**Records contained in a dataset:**
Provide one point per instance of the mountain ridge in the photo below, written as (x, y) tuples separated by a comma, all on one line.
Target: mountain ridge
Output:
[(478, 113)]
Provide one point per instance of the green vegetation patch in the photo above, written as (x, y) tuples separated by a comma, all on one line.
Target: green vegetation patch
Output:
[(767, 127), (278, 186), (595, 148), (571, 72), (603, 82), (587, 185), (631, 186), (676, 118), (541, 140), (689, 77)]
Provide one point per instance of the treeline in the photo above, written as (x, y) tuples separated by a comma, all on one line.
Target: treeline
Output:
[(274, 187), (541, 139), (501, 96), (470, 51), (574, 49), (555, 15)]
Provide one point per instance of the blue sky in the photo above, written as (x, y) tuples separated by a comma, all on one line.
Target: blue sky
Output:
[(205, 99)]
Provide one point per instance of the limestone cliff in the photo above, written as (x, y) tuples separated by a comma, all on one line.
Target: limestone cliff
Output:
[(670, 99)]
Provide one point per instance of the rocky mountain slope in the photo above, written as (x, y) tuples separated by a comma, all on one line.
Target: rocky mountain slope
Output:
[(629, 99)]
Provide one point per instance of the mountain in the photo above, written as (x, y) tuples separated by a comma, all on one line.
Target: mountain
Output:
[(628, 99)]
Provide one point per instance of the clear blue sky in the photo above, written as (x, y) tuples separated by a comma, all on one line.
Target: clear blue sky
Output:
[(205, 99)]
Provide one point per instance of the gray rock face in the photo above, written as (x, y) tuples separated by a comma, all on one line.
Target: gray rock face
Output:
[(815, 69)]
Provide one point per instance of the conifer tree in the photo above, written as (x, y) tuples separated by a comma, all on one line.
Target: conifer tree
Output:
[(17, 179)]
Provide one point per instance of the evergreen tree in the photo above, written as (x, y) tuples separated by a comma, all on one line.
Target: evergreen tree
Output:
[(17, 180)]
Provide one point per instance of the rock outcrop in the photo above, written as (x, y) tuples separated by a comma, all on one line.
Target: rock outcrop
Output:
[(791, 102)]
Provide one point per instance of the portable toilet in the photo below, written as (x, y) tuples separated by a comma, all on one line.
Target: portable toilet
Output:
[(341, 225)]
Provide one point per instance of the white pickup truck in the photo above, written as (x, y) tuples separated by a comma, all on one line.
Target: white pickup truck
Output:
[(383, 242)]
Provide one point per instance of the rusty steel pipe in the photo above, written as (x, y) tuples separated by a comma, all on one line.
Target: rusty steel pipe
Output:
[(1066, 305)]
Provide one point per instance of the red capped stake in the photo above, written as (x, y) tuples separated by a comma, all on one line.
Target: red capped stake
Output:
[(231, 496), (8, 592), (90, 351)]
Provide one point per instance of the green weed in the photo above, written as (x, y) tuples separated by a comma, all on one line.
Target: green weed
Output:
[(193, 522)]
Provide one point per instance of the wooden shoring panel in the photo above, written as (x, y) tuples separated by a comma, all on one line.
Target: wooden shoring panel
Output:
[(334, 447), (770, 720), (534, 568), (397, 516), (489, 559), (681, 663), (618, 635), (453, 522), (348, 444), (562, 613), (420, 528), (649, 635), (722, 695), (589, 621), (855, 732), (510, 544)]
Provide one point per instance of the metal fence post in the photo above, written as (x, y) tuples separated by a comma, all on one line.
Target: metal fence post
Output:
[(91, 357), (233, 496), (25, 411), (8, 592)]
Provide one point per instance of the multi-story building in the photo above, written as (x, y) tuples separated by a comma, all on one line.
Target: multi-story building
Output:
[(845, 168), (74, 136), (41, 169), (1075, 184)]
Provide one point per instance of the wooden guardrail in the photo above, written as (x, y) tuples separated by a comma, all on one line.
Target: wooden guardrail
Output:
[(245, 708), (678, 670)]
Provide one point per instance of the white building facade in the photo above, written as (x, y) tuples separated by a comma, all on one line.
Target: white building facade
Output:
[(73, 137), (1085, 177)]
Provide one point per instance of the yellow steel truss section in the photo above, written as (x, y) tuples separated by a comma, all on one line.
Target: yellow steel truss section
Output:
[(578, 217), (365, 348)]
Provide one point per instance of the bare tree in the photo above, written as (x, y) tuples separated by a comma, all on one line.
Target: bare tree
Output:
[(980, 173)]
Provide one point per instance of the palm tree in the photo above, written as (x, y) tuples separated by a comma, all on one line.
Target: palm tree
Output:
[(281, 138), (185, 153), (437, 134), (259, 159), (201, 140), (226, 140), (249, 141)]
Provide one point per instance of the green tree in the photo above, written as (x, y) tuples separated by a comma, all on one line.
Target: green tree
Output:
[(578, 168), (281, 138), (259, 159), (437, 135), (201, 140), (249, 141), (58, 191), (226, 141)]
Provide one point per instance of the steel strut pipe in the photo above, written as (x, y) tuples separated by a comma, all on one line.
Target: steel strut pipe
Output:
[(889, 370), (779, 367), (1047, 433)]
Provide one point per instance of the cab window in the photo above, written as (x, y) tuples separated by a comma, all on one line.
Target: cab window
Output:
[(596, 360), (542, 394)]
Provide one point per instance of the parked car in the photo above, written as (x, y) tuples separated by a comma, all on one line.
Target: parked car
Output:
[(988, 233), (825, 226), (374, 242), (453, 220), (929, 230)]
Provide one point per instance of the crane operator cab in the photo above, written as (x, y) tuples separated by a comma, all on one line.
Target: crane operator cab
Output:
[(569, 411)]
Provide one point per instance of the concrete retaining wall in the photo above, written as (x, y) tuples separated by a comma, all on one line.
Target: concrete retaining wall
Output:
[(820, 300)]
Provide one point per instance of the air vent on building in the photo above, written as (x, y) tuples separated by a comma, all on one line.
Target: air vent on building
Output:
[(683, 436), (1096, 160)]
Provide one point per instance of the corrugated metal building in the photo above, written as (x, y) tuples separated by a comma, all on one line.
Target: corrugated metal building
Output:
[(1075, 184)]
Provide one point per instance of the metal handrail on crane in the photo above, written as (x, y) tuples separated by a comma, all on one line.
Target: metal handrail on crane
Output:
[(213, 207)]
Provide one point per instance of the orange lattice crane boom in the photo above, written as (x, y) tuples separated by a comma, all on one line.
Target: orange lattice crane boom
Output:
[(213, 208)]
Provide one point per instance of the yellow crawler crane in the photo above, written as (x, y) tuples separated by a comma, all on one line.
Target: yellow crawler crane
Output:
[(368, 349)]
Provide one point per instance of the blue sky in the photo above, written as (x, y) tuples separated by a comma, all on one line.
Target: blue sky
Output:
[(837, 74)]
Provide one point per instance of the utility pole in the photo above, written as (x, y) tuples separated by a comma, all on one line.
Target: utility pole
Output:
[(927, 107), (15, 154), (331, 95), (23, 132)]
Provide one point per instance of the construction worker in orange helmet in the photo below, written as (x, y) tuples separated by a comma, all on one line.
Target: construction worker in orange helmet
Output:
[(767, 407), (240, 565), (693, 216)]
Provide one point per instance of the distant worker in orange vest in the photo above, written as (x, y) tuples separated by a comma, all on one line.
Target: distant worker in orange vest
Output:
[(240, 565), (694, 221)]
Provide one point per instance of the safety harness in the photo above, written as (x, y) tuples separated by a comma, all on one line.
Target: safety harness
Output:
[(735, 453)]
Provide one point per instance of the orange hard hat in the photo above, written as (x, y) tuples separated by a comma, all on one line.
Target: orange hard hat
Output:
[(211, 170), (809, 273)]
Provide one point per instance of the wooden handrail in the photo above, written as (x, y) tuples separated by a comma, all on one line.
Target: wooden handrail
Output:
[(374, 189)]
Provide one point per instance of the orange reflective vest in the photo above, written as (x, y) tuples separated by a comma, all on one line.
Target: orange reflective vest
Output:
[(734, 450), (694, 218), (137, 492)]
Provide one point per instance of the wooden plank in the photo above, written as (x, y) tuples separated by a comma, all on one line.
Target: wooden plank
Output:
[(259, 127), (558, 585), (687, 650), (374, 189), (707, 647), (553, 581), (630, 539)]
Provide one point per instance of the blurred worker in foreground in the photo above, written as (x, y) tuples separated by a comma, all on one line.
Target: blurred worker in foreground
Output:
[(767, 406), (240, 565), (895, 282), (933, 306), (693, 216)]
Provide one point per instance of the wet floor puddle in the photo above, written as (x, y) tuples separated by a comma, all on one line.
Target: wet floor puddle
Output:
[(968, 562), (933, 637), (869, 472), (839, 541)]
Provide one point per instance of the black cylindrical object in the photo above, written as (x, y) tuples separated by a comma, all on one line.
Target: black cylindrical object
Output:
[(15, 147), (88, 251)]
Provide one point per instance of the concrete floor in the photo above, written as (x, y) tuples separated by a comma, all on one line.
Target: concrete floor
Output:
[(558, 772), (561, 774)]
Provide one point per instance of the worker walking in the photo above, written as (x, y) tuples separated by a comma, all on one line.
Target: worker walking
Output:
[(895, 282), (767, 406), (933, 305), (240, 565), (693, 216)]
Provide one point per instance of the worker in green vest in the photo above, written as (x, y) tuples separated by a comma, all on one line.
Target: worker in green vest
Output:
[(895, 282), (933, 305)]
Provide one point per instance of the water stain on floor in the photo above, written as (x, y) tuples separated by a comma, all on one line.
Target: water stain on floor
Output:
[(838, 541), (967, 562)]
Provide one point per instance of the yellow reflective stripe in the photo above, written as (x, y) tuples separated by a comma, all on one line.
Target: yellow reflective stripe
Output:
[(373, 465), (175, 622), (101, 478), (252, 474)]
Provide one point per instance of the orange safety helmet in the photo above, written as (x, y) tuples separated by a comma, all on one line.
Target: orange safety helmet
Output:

**PROBLEM DETAILS:** Everything from the line containing "Provide one point per instance of the worker in" to the last line of the entries above should be quoted exactly, and only that.

**FINISHED EXERCISE:**
Provide one point per instance of the worker in green vest in the photo above, written as (x, y) tuples separated by a comma, all on one line.
Target: worker in green vest
Output:
[(895, 282), (933, 305)]
Provide one point per instance of the water stain on floor in the photo above, written as (x, y) tuples separated by a comma, all on one line.
Target: water stain on floor
Output:
[(838, 541), (967, 562)]
Provide one point per instance of the yellow reflective stripe in the photo above, written as (x, y) tuples separated by a comma, all on one line.
Target: yellow reflective stripe
Output:
[(373, 465), (175, 622), (101, 478), (252, 474)]
Provide one point per instance of the orange safety helmet in the photo above, written as (x, y) tuples separated by a comma, all on one line.
Target: orange safety helmet
Output:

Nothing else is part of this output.